Work to complete: Look below for the line containing "Would you mind indicating the shrub". Output it and each remaining line of the entries exactly, and nothing else.

Records excerpted from a collection
>>>

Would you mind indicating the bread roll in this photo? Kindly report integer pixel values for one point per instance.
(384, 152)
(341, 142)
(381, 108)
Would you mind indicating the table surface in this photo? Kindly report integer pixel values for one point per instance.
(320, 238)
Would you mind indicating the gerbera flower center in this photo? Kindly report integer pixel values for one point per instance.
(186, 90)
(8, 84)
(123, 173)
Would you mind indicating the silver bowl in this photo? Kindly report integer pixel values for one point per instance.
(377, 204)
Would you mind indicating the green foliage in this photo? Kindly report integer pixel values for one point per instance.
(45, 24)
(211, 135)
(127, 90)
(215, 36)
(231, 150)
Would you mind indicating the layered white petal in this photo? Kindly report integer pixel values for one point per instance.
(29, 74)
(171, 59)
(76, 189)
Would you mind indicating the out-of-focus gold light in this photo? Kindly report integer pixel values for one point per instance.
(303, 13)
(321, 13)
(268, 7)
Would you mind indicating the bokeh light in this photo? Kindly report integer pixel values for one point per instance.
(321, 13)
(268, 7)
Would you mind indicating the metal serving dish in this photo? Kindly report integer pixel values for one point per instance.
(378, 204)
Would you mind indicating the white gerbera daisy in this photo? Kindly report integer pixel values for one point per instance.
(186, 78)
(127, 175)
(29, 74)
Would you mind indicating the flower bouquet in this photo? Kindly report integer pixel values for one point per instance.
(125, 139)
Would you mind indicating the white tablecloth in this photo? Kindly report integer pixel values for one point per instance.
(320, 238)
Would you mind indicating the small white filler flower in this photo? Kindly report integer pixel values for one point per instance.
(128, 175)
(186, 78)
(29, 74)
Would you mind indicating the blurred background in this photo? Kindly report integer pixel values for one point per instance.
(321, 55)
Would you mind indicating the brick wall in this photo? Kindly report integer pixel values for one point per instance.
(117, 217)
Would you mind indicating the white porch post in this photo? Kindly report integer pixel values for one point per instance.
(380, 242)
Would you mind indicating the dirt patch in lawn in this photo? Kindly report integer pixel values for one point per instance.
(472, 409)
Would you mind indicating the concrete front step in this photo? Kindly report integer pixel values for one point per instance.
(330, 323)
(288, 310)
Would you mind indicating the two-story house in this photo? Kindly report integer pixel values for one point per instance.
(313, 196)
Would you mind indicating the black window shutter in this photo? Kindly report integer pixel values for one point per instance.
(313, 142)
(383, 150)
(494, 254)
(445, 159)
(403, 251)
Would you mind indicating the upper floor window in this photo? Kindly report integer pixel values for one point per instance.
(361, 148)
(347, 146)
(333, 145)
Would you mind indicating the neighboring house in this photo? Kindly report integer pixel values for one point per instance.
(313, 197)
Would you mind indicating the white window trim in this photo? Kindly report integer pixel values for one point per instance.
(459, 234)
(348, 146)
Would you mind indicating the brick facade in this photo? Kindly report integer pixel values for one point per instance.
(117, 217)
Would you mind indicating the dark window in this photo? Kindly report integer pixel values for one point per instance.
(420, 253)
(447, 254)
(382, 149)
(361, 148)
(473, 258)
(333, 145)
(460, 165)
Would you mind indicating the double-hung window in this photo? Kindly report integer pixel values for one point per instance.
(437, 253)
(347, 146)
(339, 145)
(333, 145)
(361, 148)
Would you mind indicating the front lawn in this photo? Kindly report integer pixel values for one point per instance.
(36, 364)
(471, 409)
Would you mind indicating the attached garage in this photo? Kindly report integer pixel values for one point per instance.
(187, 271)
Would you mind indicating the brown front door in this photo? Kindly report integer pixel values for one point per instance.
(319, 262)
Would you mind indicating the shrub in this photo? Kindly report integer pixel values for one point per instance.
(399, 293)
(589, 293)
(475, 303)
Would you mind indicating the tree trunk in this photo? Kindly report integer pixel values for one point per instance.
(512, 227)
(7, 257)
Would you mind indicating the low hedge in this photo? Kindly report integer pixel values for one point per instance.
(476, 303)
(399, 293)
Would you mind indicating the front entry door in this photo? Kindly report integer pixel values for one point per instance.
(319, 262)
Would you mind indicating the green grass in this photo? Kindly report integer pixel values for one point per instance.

<<<

Answer:
Would you mind indicating the shrub in this photo? Kindly report integer pixel values for one point per instance.
(399, 293)
(589, 293)
(475, 303)
Would you mind indicating the tree trunk in this photo? Kindly report integer pixel values for one point per instance.
(512, 227)
(7, 257)
Would you mind indicating the low hedge in this photo? Kindly report integer pixel values for one point per instance.
(476, 303)
(399, 293)
Would you mind indicating the front entry door in this photo? Kindly report integer pixel values for one point per instance.
(319, 262)
Would you mind indicating the green grass in this photo? Kindly report integer pixel values for one point per instance.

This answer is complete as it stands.